Dataset records below:

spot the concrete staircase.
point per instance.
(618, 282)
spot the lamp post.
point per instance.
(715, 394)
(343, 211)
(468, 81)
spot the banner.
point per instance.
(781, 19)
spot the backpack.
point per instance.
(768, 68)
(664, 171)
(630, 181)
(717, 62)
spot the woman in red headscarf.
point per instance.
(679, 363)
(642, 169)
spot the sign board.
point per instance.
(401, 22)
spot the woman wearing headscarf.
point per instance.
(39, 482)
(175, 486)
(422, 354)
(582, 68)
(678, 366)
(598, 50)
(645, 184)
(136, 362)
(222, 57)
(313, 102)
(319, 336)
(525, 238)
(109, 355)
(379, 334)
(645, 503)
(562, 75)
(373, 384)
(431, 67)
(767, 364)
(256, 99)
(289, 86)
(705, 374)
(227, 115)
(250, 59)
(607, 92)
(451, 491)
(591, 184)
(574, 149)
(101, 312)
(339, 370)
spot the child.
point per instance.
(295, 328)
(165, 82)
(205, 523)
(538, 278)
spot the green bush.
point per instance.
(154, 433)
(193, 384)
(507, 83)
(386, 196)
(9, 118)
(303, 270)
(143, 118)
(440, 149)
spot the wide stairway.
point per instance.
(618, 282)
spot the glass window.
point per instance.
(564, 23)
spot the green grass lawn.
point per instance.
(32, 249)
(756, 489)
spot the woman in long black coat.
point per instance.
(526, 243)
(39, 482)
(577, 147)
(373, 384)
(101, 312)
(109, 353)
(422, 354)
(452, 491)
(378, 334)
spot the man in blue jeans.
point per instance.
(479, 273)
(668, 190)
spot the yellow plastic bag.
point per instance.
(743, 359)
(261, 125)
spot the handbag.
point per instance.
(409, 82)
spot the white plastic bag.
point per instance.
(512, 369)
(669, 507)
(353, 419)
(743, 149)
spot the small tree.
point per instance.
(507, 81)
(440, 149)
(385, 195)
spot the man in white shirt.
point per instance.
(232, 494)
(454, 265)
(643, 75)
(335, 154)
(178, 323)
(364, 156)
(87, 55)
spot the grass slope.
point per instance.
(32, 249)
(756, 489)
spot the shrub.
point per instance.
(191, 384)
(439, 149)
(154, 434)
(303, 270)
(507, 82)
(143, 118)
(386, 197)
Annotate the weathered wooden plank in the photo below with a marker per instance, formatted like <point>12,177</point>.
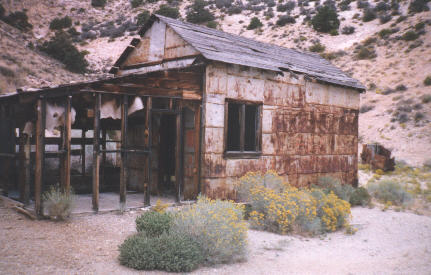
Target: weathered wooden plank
<point>179,155</point>
<point>40,150</point>
<point>123,168</point>
<point>67,142</point>
<point>148,143</point>
<point>96,148</point>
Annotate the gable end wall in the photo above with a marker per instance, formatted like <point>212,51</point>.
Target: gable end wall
<point>309,130</point>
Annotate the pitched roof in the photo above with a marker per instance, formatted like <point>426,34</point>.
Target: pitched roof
<point>224,47</point>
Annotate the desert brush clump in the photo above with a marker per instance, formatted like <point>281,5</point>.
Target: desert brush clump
<point>58,203</point>
<point>154,223</point>
<point>217,226</point>
<point>171,251</point>
<point>291,209</point>
<point>208,232</point>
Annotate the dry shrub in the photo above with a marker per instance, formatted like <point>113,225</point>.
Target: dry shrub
<point>291,209</point>
<point>58,203</point>
<point>217,226</point>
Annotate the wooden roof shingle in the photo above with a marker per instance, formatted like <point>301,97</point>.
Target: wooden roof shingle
<point>228,48</point>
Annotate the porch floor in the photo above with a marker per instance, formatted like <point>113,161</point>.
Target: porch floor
<point>110,201</point>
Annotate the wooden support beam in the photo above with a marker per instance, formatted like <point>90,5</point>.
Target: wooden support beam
<point>21,176</point>
<point>96,156</point>
<point>84,131</point>
<point>148,133</point>
<point>103,155</point>
<point>123,171</point>
<point>27,169</point>
<point>67,142</point>
<point>40,152</point>
<point>179,155</point>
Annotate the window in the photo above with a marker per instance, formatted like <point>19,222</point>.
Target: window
<point>242,129</point>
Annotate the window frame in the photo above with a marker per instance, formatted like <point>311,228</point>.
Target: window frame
<point>258,135</point>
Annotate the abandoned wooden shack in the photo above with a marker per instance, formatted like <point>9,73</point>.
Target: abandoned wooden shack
<point>188,110</point>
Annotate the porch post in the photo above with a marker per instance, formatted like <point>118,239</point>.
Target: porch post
<point>96,156</point>
<point>178,152</point>
<point>40,155</point>
<point>123,173</point>
<point>67,142</point>
<point>149,145</point>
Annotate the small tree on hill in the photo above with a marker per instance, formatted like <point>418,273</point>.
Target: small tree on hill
<point>61,48</point>
<point>197,12</point>
<point>167,11</point>
<point>325,20</point>
<point>254,24</point>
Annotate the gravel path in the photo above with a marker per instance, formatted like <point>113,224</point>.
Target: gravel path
<point>386,243</point>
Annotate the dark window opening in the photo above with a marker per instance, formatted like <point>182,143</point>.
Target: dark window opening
<point>250,128</point>
<point>243,128</point>
<point>233,136</point>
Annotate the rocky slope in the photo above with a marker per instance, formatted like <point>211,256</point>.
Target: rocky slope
<point>395,111</point>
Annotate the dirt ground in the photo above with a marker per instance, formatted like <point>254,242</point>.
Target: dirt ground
<point>386,243</point>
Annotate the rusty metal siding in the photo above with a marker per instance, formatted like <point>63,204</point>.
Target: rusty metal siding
<point>309,130</point>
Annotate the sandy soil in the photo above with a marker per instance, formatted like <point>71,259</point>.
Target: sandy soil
<point>386,242</point>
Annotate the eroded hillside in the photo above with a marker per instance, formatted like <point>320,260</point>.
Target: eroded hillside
<point>390,54</point>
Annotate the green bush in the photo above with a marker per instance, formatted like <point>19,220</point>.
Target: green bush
<point>61,48</point>
<point>217,226</point>
<point>212,24</point>
<point>254,24</point>
<point>285,19</point>
<point>426,98</point>
<point>417,6</point>
<point>58,203</point>
<point>197,13</point>
<point>173,252</point>
<point>167,11</point>
<point>19,20</point>
<point>365,53</point>
<point>409,36</point>
<point>60,23</point>
<point>142,18</point>
<point>98,3</point>
<point>325,20</point>
<point>291,209</point>
<point>388,191</point>
<point>136,3</point>
<point>153,223</point>
<point>369,15</point>
<point>329,184</point>
<point>2,11</point>
<point>317,48</point>
<point>360,196</point>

End of Dataset records.

For this exercise, please output exactly the lines above starting at the line with "spot the green bush." and ending at the line with "spot the woman in long black coat.", ends included.

spot the green bush.
point per instance.
(154, 433)
(193, 384)
(507, 83)
(386, 196)
(9, 118)
(303, 270)
(143, 118)
(440, 149)
spot the wide stairway.
point per instance.
(618, 282)
spot the glass window.
point per instance.
(564, 23)
spot the green grass lawn.
point per instance.
(32, 249)
(756, 489)
spot the woman in long black coat.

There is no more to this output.